Task statement -> Can you return, word for word, the stretch of the excerpt on the FreeSWITCH core.db bottleneck from "FreeSWITCH's core.db I/O" through "of the SSD."?

Excerpt provided ->
====================
FreeSWITCH's core.db I/O bottleneck
On a normal configuration, core.db is written to disk almost every second, generating hundreds of block-writes per second. To avoid this problem, turn /usr/local/freeswitch/db into an in-memory filesystem. If you use SSDs, it is CRITICAL that you move coe.db to a RAM disk to prolong the life of the SSD.
On current FreeSWITCH versions you should use the documented "core-db-name" parameter in switch.conf.xml (simply restart FreeSwitch to apply the changes):
<param name="core-db-name" value="/dev/shm/core.db" />
Otherwise you may create a dedicated in-memory filesystem, for example by adding the following to the end of /etc/fstab
Example of /etc/fstab entry (using default size)
tmpfs /usr/local/freeswitch/db tmpfs defaults 0 0
To specify a size for the filesystem use the appropriate mount(1) option:
tmpfs /usr/local/freeswitch/db tmpfs defaults,size=4g 0 0
To use the new filesystem run the following commands (or the equivalent commands for your OS):
mount /usr/local/freeswitch/db /etc/init.d/freeswitch restart
An alternative is to move the core DB into an ODBC database, which will move this processing to a DBMS which is capable of handling large numbers of requests far better and can even move this processing onto another server.
====================
Records shown ->
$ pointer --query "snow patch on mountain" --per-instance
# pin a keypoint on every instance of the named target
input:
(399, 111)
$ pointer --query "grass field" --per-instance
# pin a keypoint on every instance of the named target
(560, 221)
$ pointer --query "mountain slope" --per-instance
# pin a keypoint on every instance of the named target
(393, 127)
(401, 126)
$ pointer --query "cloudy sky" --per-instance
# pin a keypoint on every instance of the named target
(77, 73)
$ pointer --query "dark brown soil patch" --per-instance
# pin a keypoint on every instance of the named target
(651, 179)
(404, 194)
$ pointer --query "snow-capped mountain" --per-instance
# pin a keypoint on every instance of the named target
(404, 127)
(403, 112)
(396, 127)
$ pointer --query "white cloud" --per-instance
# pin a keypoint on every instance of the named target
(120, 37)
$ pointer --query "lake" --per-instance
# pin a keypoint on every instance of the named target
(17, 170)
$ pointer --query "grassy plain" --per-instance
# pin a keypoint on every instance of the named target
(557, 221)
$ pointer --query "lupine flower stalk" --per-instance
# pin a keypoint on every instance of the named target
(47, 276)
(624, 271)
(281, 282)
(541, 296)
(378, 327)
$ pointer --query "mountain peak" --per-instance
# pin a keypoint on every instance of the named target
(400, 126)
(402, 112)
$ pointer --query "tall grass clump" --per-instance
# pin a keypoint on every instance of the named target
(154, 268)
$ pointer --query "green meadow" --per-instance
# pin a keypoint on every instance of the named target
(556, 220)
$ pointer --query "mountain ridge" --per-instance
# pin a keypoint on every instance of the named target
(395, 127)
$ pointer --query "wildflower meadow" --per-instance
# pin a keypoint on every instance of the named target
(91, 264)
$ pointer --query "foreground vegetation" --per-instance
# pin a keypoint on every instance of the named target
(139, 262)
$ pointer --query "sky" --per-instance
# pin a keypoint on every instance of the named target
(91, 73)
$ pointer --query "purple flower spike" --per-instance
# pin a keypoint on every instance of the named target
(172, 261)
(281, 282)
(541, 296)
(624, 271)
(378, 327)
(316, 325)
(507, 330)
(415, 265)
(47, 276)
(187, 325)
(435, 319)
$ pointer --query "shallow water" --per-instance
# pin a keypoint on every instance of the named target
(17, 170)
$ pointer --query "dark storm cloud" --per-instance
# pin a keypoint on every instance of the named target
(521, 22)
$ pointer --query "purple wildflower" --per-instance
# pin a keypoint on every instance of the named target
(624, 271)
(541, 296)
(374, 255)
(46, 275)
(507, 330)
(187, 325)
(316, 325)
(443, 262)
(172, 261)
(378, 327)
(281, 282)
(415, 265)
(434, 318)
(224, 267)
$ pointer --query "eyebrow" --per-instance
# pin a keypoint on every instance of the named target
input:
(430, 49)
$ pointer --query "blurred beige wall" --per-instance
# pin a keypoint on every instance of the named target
====================
Result of this task ->
FreeSWITCH's core.db I/O bottleneck
On a normal configuration, core.db is written to disk almost every second, generating hundreds of block-writes per second. To avoid this problem, turn /usr/local/freeswitch/db into an in-memory filesystem. If you use SSDs, it is CRITICAL that you move coe.db to a RAM disk to prolong the life of the SSD.